Top of Provided information
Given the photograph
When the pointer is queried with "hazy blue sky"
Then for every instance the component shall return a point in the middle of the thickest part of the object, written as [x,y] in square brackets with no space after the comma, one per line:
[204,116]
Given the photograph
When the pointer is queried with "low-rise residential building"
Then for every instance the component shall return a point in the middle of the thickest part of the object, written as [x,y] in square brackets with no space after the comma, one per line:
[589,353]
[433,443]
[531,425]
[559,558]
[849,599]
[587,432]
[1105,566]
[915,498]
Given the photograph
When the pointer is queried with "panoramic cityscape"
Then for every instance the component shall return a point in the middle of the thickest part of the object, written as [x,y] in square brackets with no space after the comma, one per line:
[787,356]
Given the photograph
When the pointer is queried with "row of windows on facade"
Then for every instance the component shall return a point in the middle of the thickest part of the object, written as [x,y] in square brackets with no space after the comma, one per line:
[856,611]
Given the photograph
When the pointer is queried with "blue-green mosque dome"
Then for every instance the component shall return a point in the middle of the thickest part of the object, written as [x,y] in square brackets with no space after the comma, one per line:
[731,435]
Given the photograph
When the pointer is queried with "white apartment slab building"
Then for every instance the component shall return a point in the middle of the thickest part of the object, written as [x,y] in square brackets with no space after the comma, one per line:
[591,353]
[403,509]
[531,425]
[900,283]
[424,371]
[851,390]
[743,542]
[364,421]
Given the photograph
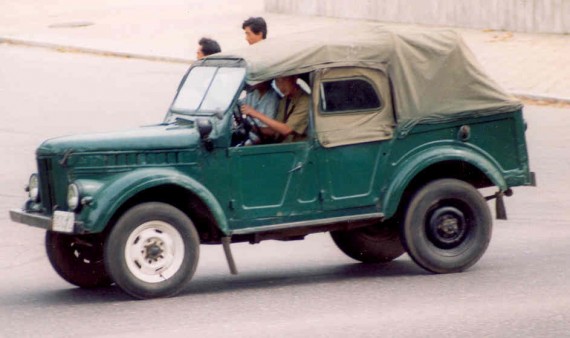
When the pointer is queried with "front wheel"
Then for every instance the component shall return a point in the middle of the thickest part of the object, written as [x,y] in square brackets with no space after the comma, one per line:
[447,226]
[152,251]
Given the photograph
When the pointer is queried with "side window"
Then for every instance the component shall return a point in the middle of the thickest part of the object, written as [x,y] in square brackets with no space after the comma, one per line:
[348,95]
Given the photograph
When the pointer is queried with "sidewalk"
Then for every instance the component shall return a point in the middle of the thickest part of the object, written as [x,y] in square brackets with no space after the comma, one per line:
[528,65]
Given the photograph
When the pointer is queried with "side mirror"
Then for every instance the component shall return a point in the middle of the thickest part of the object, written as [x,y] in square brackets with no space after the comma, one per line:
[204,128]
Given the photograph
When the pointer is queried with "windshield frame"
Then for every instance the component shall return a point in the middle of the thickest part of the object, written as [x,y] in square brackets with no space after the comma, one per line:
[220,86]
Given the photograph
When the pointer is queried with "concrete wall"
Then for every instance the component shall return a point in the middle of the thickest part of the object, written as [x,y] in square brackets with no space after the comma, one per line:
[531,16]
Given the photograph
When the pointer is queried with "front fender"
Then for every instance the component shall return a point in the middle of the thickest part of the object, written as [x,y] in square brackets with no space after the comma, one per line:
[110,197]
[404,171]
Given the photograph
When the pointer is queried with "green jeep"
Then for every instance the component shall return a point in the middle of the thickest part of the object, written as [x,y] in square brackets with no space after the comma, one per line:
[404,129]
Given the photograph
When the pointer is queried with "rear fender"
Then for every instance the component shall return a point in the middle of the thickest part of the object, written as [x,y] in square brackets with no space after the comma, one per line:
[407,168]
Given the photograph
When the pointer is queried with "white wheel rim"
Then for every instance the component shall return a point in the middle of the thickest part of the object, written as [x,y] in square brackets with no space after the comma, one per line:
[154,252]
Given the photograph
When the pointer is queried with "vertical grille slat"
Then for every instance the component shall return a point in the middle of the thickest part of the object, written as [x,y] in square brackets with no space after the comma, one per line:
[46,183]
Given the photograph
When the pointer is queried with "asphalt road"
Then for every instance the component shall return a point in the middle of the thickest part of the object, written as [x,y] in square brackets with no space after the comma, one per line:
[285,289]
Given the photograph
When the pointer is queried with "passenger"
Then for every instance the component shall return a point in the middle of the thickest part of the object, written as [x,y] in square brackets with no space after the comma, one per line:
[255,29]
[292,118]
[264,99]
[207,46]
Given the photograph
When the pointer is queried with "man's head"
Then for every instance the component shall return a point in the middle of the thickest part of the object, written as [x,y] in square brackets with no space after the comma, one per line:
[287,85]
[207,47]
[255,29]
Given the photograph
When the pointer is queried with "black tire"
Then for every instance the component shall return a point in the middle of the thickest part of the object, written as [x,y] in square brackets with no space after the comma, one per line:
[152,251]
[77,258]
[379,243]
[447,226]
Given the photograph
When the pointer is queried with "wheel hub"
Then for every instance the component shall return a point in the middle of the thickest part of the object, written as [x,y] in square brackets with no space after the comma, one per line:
Bottom of Provided information
What is expected | Filter the material above down to the lines that hold the word "blue".

Task response |
When the pointer is queried with "hazy blue sky"
When the pointer is queried with "blue-green mosque dome"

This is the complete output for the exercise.